━━ Extrait

Comme beaucoup de jeunes Africains ou francophones venus faire des études en France - je suis resté pour des raisons que je n'aurai pas le temps de développer ici - j'ai vraiment eu une chance fabuleuse. Étudiant en fin de parcours, ma recherche d'éditeur avait un peu coïncidé avec la création d'une nouvelle revue et une aventure éditoriale débutée dans les années 90 à Paris.

Il s'agit de feue la revue Serpent à plumes qui a publié, si ma mémoire est bonne, ma toute première nouvelle, jamais publiée ailleurs, puisqu'à Djibouti, pire qu'à Haïti, on ne sait même pas ce que c'est que l'édition. Une ville de 300000 habitants qui n'a jamais entendu parler d'un éditeur ! Nous, les auteurs djiboutiens, serions capables de constituer une équipe de football à sept.

J'ai bénéficié de la chance de l'étudiant un peu en crise existentielle, qui s'interrogeait sur sa présence en France et ce qu'il allait faire pour son pays et pour l'Afrique, et pour le monde entier ! J'avais écrit des textes qui sont à la frontière de ce que j'essaie de faire encore, le souci de dire le monde tel qu'il boite, et le souci de le dire dans une langue qui me paraît intéressante. C'était des nouvelles, quelque chose de l'ordre de l'instantané, de la prose poétique, des vignettes.

━━━━
━━ Données fournies

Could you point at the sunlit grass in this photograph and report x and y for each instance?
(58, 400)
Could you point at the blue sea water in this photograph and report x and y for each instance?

━━━━

*Consigne*
Traduisez en anglais cette phrase de l'extrait : « Nous, les auteurs djiboutiens, serions capables de constituer une équipe de football à sept. »

*Réponse rédigée*
We Djiboutian authors would be able to make up a seven-a-side soccer team.